▸ Extracted material:
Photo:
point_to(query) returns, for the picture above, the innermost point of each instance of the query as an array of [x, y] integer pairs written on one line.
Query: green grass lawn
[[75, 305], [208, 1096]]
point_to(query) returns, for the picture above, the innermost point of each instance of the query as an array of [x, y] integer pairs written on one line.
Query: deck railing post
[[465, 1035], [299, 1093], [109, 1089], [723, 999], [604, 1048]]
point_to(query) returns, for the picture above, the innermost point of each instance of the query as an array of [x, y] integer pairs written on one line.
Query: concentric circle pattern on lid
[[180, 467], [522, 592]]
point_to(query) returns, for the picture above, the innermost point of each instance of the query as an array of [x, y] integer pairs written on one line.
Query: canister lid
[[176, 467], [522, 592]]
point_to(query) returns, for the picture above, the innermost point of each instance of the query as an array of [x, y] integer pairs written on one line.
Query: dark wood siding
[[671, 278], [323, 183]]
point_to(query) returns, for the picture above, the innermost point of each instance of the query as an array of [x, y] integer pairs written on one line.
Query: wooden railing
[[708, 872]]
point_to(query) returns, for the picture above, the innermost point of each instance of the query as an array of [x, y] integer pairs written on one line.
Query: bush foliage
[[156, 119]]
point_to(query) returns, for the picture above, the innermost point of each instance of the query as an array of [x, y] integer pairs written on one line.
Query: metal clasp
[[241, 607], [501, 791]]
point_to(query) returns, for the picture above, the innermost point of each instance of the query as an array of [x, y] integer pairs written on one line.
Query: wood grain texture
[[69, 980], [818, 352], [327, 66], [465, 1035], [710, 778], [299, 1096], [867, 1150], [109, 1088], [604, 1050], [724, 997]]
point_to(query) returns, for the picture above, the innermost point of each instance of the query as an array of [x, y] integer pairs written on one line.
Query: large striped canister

▸ Requirement: Would you print each line of the listing again, unaltered?

▸ Output of the exercise:
Photo:
point_to(query) returns, for the picture above, the innermost point of each instance of the query as an array of [x, y] integer pairs written on one line.
Query: green grass lawn
[[75, 305], [208, 1096]]
point_to(query) returns, for the picture above, the innermost point of each instance of the query as an array of [x, y] integer pairs written on one line.
Query: deck railing post
[[465, 1035], [299, 1093], [109, 1089], [723, 999], [604, 1048]]
point_to(query) returns, for the picture above, the innermost point of each instance of the query as an array of [x, y] integer pairs written on one line.
Query: concentric circle pattern on lid
[[180, 467], [522, 592]]
point_to(query) returns, for the picture above, the innermost point of each instance of the query as an array of [x, y] integer pairs written on one line.
Query: canister lid
[[176, 467], [522, 592]]
point_to(query) returns, for the picture above, the innermost point of each instance of the query as an array of [x, y] integer pairs written on one line.
Query: dark wood siding
[[671, 278], [323, 183]]
point_to(query) returns, for the picture above, the innermost point of each instance of the query as an array of [x, y] integer pairs written on one line.
Query: wooden railing
[[708, 872]]
point_to(query) returns, for the picture above, the innermost point of each instance of the query as an array of [x, y] integer pairs written on one line.
Query: bush foliage
[[156, 119]]
point_to(query) returns, for the picture above, the innermost point of each instance of the query as an array of [x, y] integer pairs written on one line.
Query: metal clasp
[[241, 607], [501, 791]]
point_to(query) returns, for the picture above, the innermost point of each instance of the query as an array of [x, y] integer pairs written on one line.
Query: wood grain texture
[[69, 980], [818, 352], [327, 66], [465, 1035], [710, 778], [299, 1096], [867, 1150], [109, 1088], [604, 1050], [724, 997]]
point_to(query) returns, for the picture above, the innermost point of each instance of the query as an array of [x, y] integer pairs written on one line.
Query: large striped canister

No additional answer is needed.